Data supplied ▸
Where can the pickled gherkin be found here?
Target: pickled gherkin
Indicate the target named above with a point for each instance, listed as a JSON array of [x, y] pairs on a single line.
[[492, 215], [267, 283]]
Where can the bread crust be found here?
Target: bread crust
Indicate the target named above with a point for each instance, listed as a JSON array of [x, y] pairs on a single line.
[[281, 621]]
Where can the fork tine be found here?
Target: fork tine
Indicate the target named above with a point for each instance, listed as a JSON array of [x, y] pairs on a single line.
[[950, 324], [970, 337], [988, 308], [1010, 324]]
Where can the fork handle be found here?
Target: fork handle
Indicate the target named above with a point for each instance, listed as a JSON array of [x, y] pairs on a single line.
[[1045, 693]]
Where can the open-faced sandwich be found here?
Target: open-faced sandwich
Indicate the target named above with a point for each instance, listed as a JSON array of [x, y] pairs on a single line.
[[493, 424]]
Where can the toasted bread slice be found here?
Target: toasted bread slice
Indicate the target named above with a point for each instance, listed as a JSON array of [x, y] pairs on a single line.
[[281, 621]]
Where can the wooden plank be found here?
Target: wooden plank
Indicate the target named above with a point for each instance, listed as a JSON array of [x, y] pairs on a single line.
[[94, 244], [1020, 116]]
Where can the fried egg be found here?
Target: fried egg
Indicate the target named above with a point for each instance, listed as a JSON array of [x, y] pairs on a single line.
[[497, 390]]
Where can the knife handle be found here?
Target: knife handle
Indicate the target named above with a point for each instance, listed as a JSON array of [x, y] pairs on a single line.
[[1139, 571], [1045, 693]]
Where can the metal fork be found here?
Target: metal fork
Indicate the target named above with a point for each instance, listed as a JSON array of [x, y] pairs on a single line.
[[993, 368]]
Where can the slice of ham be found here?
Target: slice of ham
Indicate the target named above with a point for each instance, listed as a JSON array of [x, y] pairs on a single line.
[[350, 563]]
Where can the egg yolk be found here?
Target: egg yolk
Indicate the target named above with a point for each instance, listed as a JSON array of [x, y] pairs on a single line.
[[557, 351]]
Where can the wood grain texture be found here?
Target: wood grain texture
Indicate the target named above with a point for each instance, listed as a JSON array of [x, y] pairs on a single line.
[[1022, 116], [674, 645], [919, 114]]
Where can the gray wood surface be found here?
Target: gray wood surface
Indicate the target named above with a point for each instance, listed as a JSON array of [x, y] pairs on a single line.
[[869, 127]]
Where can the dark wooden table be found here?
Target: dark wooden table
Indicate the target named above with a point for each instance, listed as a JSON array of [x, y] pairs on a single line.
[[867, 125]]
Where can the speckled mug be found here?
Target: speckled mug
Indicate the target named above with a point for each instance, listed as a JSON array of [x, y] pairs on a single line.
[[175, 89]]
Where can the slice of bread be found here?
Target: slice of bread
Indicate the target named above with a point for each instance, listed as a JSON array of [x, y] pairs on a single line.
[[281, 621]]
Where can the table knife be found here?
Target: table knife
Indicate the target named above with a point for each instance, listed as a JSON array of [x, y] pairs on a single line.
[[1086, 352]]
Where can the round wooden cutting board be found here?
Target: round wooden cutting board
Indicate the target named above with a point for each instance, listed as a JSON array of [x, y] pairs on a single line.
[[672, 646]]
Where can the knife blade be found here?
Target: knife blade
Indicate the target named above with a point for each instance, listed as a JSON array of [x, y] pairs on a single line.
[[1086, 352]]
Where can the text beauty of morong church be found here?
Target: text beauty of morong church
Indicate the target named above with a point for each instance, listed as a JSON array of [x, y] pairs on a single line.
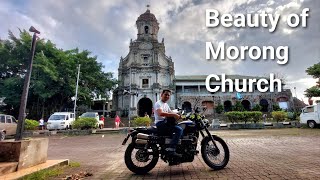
[[147, 70]]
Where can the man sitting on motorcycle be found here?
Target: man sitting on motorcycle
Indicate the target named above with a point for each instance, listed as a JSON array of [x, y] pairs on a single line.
[[163, 120]]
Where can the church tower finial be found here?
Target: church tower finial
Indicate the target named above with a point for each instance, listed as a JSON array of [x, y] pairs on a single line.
[[147, 25]]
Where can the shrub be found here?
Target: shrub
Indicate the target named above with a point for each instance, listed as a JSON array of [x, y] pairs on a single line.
[[219, 109], [255, 116], [238, 107], [279, 115], [31, 124], [85, 123], [276, 107], [141, 121], [237, 116], [233, 116], [257, 107], [292, 116]]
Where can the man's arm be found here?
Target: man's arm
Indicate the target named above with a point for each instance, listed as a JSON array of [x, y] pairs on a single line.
[[167, 114]]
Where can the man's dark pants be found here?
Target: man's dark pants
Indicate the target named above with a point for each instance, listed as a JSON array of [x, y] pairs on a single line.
[[168, 129]]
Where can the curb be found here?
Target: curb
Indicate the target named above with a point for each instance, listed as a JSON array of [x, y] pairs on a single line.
[[49, 164]]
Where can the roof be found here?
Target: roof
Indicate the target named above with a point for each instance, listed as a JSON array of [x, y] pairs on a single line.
[[147, 16]]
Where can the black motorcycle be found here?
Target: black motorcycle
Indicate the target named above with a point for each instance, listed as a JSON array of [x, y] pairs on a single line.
[[148, 145]]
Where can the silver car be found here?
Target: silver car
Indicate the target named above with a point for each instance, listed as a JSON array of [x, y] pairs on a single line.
[[8, 126]]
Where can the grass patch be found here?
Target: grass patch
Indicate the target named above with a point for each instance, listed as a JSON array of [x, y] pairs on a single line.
[[74, 164], [44, 174]]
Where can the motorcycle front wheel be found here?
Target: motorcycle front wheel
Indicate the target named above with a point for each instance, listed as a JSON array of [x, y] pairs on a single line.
[[141, 161], [216, 158]]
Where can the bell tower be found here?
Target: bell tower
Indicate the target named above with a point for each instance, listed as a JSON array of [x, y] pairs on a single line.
[[147, 26]]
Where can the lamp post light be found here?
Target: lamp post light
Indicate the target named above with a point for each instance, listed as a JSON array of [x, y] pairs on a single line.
[[24, 96], [129, 93]]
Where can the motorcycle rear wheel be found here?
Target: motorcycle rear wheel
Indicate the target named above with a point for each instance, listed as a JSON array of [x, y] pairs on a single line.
[[211, 155], [133, 159]]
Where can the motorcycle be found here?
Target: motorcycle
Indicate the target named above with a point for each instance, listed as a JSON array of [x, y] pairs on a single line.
[[148, 145]]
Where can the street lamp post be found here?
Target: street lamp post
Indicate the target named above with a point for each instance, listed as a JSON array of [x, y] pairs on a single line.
[[24, 96]]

Set exercise ▸ Could you write out the listing above again, swapping "Indicate" for "Mark" throughout and changing nothing else, with the pictures left out?

The completed task ▸
Where can the pickled gherkin be found here?
Target: pickled gherkin
Mark the target named above with a point for each instance, listed as a JSON array of [x, y] pairs on a single line.
[[492, 215], [267, 283]]
Where can the bread crust be found here?
Target: bread crust
Mark the target named above with a point for each instance, listed as a JSON array of [x, y] pairs on a single line.
[[281, 621]]
Where can the fork tine be found here?
Target: fork tine
Mark the target named above with a point for each instance, listed as a JSON array of [x, y] pairs on a single line.
[[950, 324], [970, 337], [988, 308], [1010, 324]]
Where can the fork handle be found here?
Target: fork handle
Mark the target named above with a point for each instance, listed as a JSON array of [x, y] pairs on a single line.
[[1045, 693]]
Where can the open-faced sandwich be found here?
Target: open-faced sandwich
Mark the target named above with a point for each instance, listed as a JSON array of [x, y] pairs on a single line.
[[493, 424]]
Where can the toasted bread slice be found here?
Target: toasted bread slice
Mark the target named above with a point for each instance, listed as a JSON array of [x, y] pairs on a single line.
[[281, 621]]
Where can the wooden plank be found here?
Target: wooden plank
Mark the target named above with a point for each instance, listed as a JSON array of [x, y] pairs on a single line.
[[94, 244], [1020, 116]]
Where can the fried egg be found here?
Target: fried egg
Mark the target named above with a point for each instance, listed as a JSON array of [x, y] pairs on a single line.
[[497, 390]]
Where can the knife handle be found here?
Target: knife handle
Mark the target named above with a point for each instance, listed as a JSON array of [x, y] pairs on a single line.
[[1139, 571], [1045, 693]]
Where can the metal fork be found here?
Target: metal fork
Mark the target named above with a point for each instance, listed as a JSON array of [x, y] pairs on a single line.
[[993, 368]]
Where can the slice of ham be found here?
Target: slice of ham
Mark the target named above with a point for each instance, listed as a JSON array of [x, y] pairs on a single line.
[[350, 563]]
Where can the egg yolk be found here?
Target: egg yolk
Mark the target named above with a point for each instance, listed as a JSON array of [x, y] pairs on a single line.
[[557, 351]]
Where can the wood grain texture be found here?
Target: wood grain texture
Mark the target named above with a point for each instance, listed as a JSON array of [x, y] pairs on a single line.
[[1022, 116], [674, 645], [919, 114]]
Where can the gray wood surface be found here?
Target: gray wood surface
Mark the target named above with a point for each instance, listed as a JSON array of [x, y] pairs on a single line.
[[869, 127]]
Where can the dark wooden table be found here?
Target: dark wooden table
Mark the target named above with a point for each instance, listed as a JSON array of [x, y] pairs on a single line.
[[867, 125]]
Where can the speckled mug be found here?
Target: speckled mug
Mark the target named above with a point for each instance, listed as a JSON array of [x, y] pairs on a single line.
[[175, 89]]
Where can the slice of bread be found here?
Target: slice of bread
Mark the target named above with a point for each instance, listed as a JSON array of [x, y] pairs on a single line.
[[281, 621]]
Where can the table knife be found here?
Target: table knife
Mark the target named above with a point for each instance, listed as a JSON array of [x, y] pairs on a single line.
[[1086, 352]]
Where can the round wooden cutting board be found here?
Target: round wooden cutting board
Mark the target named above with a point for each instance, listed as a JSON array of [x, y] pairs on a single line.
[[672, 646]]
Where can the knife blade be found here?
Target: knife blade
Mark the target named above with a point for each instance, listed as a JSON array of [x, y] pairs on a single line.
[[1086, 352]]
Where can the text beauty of morong church be found here?
Target: text beauty of morong church
Mark the target named above with a point for each instance, listed as a JSON array of [x, y] pairs on a single line.
[[147, 70]]
Where can the man sitting on motorcycle be found here?
Target: man sitting on motorcycle
Mark the target named above with a point for each instance, listed as a JSON array of [x, y] pairs on a single line.
[[163, 120]]
Where can the church tower finial be found here?
Target: church tower finial
Mark the target named above with a point for each instance, listed as a JSON array of [x, y] pairs on a single line.
[[147, 25]]
Where can the shrub be found here?
Target: shrub
Mark the target named above with a point for each instance, listed as a JSON array of [x, y] pairs on a single line.
[[219, 109], [255, 116], [238, 107], [279, 115], [31, 124], [85, 123], [276, 107], [141, 121], [237, 116], [233, 116], [257, 107], [292, 116]]
Where can the man's arm be found here?
Target: man's arm
Mark the target named above with a point for each instance, listed as a JSON array of [x, y] pairs on a single line.
[[167, 114]]
Where can the man's dark pants be found here?
Target: man's dark pants
Mark the target named above with a point for each instance, listed as a JSON array of [x, y] pairs on a single line.
[[168, 129]]
Where can the curb be found here?
Target: curb
Mark the target named above with a point for each instance, listed as a JSON array of [x, y] pairs on a single line.
[[49, 164]]
Where can the roof be found here?
Target: roof
Mark the target named above with a point for each instance, listed as a JSON array of [x, y] pairs on a single line.
[[147, 16]]
Where can the black motorcycle be found here?
Target: black motorcycle
Mark the target named above with a point for each instance, listed as a JSON array of [x, y] pairs on a single line.
[[148, 145]]
Where can the silver car be found here?
Target: silver car
Mark the target named above with a point for each instance, listed as a JSON array of [x, y] pairs on a single line.
[[8, 126]]
Where can the grass patch be found here?
Target: grass patch
Mark the target named above with a point for each instance, listed as a JSON array of [x, y] pairs on a single line.
[[74, 164], [44, 174]]
Where can the motorcycle front wheel be found here?
Target: motorcycle front wheel
Mark the target named above with a point for each instance, listed as a JSON array of [x, y] pairs on a single line.
[[141, 161], [216, 158]]
Where can the bell tower be found here?
Target: bell tower
Mark the target named above with a point for each instance, listed as a JSON array of [x, y] pairs on a single line.
[[147, 26]]
Where can the lamp post light be found here?
Target: lamp post light
Mark the target named above with a point for each instance, listed as a JSON array of [x, y] pairs on a single line.
[[24, 96], [129, 93]]
Where can the motorcycle rear wheel be found here?
Target: motorcycle rear wheel
Mark the target named above with a point for each instance, listed as a JSON array of [x, y] pairs on a single line.
[[211, 155], [133, 159]]
Where can the motorcycle be found here?
Target: motorcycle
Mark the target named above with a point for each instance, listed as a JSON array of [x, y] pairs on a single line.
[[148, 145]]
Where can the street lamp post be found here?
Target: street lamp post
Mark the target named above with a point for each instance, listed as a JSON array of [x, y] pairs on a single line.
[[24, 96]]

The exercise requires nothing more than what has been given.